(Data shown):
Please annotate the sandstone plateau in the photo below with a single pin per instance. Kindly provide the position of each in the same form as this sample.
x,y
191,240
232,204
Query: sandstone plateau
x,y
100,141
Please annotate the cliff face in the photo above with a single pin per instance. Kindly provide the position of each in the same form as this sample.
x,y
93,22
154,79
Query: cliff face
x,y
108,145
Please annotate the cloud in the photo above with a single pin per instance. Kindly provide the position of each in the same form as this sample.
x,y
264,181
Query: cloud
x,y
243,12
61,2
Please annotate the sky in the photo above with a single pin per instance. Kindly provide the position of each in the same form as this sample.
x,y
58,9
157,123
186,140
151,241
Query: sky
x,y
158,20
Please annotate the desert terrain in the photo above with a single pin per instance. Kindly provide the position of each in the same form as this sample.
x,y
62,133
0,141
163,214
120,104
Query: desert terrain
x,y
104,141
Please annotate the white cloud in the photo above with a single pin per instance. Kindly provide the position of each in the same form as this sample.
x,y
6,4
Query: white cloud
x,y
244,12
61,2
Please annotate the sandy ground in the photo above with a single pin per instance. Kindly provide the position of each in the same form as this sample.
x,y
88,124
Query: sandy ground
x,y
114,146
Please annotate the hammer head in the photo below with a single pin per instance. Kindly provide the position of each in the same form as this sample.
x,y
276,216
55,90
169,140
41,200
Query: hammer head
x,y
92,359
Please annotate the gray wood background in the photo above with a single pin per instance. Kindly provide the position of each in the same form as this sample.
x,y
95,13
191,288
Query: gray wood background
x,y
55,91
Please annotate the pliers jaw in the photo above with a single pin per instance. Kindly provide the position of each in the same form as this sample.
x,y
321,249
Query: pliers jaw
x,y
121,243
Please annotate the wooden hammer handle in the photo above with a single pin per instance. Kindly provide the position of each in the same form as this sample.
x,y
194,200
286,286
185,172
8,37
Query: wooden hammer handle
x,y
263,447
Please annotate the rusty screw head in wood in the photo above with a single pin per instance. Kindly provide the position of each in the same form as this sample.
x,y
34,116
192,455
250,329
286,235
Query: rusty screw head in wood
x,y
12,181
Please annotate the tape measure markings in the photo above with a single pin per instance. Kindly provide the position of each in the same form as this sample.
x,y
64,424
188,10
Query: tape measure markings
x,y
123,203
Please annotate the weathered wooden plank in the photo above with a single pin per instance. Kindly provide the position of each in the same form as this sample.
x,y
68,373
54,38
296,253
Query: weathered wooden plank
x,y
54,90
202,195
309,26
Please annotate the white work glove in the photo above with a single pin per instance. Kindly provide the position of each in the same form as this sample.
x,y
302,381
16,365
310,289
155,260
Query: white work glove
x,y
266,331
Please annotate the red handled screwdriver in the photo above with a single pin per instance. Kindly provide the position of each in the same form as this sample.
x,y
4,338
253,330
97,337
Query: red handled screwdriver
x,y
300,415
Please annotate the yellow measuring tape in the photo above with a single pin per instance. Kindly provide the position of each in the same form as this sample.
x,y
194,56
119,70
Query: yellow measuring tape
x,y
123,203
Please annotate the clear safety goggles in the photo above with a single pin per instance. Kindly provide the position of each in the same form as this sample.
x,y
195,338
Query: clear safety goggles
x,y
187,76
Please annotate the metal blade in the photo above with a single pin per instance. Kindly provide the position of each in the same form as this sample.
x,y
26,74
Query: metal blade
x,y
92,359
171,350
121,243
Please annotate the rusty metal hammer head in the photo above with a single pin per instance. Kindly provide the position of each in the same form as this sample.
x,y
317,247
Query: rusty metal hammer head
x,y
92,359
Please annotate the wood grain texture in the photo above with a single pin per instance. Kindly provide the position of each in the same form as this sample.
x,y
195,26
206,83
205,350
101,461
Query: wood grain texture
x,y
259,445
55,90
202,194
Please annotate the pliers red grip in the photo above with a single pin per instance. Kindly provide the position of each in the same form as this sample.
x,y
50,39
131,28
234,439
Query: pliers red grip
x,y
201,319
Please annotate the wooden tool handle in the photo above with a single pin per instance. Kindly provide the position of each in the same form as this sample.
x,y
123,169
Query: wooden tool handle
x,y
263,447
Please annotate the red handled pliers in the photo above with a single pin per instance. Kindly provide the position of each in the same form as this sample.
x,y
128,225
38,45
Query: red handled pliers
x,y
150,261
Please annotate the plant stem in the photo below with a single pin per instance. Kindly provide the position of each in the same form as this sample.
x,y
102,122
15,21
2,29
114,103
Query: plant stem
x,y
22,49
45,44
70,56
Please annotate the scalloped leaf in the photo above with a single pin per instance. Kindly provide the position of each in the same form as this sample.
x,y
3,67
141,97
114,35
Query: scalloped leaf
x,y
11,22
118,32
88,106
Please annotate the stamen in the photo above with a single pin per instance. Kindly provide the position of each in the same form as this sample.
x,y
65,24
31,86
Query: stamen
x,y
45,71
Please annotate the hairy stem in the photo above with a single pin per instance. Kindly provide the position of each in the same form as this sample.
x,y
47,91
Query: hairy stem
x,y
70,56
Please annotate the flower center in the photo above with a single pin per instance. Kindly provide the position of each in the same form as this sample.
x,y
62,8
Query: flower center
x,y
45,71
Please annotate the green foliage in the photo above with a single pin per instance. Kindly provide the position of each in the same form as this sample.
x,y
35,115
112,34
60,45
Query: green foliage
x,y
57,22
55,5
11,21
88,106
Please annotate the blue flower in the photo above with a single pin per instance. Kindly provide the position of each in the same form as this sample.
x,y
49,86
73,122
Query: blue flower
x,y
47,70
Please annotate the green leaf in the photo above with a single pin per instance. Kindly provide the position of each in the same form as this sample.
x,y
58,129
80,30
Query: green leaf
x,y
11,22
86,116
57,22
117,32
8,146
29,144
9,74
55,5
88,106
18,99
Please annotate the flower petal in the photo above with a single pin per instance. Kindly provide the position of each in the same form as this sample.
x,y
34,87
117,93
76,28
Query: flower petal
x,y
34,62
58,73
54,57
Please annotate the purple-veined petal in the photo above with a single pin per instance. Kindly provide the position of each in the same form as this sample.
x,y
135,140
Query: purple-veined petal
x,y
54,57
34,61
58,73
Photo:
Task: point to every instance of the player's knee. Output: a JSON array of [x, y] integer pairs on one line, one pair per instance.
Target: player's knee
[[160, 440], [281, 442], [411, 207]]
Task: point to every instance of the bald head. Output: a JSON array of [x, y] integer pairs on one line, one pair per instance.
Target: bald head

(Work task): Go line by line through the records and copy those that contain the word "array".

(Expected output):
Task: point to every instance of the player's knee. Output: a JSON array of [x, y] integer pairs on one line, one pair per instance.
Task: point to every instance of the bald head. Output: a JSON array of [x, y] integer pairs on one line, one pair per instance.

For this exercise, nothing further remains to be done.